(GIVEN RECORDS begins)

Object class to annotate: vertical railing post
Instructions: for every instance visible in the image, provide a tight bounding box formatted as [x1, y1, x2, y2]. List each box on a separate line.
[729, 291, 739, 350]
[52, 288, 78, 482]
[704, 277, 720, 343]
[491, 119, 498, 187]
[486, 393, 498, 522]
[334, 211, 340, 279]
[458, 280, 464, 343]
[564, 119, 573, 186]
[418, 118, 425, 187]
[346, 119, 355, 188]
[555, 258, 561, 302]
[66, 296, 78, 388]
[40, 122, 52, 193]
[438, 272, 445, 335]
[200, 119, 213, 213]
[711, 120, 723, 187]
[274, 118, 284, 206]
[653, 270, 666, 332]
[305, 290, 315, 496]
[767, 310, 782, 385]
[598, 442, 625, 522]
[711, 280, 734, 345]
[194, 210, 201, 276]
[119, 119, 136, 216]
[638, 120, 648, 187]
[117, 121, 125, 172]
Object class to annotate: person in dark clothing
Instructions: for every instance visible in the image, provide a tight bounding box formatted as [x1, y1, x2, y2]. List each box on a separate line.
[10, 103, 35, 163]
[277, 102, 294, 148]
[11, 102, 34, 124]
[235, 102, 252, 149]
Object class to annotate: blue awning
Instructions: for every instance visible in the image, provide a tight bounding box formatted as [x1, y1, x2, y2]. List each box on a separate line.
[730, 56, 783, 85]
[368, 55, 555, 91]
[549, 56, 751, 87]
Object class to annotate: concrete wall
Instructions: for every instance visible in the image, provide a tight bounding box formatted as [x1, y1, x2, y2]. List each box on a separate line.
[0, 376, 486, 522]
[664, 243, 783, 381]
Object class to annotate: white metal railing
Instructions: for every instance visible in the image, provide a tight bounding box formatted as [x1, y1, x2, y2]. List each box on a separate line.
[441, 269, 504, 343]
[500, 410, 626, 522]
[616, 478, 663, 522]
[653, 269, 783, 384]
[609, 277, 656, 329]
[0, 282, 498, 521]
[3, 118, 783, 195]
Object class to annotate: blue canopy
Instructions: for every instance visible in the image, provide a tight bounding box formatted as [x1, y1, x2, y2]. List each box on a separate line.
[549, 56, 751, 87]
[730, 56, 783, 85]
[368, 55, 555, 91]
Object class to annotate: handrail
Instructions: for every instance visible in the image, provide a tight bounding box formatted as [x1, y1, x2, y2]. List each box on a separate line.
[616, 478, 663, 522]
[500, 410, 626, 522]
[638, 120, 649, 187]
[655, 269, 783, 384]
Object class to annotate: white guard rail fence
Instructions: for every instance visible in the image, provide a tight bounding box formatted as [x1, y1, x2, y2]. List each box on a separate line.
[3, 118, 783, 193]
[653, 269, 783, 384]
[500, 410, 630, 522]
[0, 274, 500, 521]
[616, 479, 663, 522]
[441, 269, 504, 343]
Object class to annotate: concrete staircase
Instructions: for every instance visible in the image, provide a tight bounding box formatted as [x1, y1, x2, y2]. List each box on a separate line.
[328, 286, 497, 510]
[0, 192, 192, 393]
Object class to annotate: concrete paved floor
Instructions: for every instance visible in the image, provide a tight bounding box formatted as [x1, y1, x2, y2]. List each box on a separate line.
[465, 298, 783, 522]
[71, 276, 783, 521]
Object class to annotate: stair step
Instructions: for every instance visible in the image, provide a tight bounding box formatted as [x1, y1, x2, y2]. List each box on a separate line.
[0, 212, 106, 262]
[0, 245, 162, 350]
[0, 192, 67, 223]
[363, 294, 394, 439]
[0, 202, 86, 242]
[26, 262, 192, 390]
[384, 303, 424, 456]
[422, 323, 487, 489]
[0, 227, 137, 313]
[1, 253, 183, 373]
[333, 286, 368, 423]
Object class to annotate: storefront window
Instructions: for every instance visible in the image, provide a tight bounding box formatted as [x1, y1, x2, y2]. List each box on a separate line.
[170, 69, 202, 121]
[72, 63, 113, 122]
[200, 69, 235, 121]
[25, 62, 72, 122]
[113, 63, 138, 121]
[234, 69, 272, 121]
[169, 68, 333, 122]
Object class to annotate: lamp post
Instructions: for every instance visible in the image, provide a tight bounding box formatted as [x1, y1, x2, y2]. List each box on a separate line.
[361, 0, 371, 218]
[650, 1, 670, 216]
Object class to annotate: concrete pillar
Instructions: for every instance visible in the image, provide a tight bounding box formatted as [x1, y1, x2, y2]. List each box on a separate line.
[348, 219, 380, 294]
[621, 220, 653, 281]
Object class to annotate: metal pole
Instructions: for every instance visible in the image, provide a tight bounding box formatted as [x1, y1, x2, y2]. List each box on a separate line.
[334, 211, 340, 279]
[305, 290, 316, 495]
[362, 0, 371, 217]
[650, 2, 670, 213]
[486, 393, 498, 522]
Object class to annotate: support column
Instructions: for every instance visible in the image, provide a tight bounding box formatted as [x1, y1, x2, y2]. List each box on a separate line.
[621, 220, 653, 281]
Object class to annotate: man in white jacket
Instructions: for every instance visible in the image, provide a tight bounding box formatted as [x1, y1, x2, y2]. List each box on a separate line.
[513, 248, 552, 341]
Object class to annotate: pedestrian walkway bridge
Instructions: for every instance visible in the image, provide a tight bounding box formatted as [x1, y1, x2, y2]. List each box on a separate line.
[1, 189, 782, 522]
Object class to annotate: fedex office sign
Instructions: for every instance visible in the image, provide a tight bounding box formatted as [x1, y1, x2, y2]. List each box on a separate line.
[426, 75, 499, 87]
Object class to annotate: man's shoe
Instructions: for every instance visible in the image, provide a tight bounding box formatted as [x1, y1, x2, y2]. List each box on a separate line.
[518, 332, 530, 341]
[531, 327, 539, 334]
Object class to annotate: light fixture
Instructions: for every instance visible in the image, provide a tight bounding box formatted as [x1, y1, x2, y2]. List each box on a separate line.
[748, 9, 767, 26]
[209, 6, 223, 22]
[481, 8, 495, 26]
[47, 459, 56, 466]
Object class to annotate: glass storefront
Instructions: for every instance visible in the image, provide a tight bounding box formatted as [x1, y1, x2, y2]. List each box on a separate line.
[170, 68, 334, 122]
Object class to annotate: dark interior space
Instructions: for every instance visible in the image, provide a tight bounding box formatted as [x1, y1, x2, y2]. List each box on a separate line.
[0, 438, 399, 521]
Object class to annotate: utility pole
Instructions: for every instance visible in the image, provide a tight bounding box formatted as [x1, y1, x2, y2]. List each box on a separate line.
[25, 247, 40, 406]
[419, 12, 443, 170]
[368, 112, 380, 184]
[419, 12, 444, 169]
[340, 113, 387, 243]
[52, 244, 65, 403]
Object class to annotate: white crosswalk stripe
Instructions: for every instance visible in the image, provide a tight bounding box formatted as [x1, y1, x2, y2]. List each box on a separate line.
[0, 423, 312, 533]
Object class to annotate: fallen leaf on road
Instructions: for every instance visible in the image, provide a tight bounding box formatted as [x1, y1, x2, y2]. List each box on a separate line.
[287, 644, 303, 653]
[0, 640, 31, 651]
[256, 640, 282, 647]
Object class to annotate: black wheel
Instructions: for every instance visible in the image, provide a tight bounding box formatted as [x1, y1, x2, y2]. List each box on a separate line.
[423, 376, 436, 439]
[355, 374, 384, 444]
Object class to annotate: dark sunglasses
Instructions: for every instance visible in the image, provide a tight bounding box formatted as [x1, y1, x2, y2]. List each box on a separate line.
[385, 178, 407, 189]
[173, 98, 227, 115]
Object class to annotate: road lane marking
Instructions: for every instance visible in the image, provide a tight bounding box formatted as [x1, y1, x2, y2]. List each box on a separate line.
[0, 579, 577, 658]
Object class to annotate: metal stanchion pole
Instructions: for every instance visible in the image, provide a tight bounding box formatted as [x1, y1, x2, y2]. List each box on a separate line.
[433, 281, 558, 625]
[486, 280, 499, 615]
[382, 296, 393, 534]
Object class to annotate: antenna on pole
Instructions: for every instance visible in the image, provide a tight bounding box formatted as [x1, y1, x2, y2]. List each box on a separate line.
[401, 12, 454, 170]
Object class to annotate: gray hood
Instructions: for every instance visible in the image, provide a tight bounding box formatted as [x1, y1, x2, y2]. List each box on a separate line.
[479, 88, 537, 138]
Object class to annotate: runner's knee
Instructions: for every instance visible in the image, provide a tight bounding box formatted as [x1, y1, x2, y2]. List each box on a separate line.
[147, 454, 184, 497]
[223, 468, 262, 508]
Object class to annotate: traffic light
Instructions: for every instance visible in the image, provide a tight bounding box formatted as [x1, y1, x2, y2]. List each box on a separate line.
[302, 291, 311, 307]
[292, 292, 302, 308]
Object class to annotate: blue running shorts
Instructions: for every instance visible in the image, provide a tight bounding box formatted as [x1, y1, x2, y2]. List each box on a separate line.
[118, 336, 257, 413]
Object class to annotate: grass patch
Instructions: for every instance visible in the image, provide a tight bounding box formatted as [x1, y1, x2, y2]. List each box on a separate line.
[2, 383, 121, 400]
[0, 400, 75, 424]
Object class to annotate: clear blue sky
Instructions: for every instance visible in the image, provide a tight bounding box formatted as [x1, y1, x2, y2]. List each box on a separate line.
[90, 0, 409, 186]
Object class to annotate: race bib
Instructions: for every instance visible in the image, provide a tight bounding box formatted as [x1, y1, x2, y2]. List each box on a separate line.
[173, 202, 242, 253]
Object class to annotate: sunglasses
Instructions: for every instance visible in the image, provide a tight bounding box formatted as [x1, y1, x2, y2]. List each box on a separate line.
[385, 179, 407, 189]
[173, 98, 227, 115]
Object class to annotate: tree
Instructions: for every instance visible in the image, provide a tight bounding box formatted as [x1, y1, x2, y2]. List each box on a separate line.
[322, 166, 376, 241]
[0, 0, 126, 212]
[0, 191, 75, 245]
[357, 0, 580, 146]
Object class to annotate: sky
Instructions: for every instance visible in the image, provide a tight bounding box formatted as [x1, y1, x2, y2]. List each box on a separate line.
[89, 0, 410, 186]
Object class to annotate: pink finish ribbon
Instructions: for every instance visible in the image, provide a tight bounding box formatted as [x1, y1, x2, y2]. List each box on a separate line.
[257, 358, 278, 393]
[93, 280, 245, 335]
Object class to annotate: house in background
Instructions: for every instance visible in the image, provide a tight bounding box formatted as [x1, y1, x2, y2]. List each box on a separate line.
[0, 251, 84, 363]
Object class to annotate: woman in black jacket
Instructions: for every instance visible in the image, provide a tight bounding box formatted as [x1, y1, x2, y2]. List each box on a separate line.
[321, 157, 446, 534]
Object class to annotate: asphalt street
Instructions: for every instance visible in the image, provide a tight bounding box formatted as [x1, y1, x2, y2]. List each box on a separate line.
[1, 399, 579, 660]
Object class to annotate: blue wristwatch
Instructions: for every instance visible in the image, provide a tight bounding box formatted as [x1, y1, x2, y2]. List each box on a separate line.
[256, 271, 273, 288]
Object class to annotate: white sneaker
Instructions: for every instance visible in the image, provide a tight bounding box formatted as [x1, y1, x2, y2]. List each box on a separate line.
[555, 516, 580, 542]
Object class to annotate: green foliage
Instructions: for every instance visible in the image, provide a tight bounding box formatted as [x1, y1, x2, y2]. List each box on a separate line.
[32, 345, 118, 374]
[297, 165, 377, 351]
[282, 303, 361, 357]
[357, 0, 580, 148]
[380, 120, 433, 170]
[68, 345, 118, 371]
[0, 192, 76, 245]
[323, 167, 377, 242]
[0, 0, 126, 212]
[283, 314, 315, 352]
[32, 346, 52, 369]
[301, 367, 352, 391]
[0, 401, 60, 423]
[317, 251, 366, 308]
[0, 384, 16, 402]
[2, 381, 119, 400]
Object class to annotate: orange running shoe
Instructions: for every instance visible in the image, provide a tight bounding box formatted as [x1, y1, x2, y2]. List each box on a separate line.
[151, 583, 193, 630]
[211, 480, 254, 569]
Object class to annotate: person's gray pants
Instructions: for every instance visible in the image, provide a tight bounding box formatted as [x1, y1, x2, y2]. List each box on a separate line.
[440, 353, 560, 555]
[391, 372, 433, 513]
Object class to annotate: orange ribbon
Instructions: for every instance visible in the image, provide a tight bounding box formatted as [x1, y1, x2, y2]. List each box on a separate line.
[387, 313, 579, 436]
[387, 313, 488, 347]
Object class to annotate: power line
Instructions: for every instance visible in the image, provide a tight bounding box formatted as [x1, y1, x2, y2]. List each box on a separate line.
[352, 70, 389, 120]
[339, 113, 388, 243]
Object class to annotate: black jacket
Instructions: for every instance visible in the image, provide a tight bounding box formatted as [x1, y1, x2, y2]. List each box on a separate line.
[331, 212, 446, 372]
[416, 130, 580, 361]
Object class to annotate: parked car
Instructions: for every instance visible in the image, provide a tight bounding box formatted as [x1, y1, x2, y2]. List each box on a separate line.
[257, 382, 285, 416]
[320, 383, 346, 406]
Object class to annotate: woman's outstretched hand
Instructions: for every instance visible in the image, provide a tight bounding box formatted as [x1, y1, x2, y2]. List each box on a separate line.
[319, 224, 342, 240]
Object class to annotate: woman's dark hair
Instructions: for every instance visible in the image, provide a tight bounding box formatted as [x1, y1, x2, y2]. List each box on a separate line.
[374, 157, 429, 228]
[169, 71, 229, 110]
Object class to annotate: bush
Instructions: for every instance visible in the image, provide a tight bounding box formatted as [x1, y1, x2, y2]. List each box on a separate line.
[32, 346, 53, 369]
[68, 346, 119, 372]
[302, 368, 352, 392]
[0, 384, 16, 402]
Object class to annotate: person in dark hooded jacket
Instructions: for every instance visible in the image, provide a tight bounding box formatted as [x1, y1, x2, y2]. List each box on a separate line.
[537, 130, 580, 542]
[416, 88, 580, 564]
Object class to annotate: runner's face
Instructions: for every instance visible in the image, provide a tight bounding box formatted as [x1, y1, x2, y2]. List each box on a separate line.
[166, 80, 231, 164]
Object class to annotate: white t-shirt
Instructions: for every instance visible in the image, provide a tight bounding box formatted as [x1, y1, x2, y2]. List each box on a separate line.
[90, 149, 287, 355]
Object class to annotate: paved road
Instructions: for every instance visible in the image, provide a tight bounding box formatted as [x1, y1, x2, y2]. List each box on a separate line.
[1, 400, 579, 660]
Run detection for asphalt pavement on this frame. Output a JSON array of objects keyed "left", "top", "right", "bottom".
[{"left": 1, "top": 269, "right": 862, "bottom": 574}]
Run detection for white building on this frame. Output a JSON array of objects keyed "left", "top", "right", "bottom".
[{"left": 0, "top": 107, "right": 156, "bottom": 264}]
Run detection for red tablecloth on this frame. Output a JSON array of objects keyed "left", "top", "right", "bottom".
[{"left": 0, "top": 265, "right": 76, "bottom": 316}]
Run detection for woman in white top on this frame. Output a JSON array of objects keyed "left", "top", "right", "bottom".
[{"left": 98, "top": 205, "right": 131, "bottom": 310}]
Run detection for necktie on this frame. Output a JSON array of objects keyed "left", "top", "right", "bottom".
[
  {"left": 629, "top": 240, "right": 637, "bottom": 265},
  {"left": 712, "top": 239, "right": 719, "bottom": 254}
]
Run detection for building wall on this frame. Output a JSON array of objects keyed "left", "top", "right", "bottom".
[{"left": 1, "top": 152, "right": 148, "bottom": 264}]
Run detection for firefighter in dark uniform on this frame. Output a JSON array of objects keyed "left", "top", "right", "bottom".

(GIVEN RECORDS ends)

### AIM OF THE EXERCISE
Using the material above, return each line in which the word "post" occurs.

### WRITTEN RESPONSE
Object class to annotate: vertical railing post
Object class to annotate: lamp post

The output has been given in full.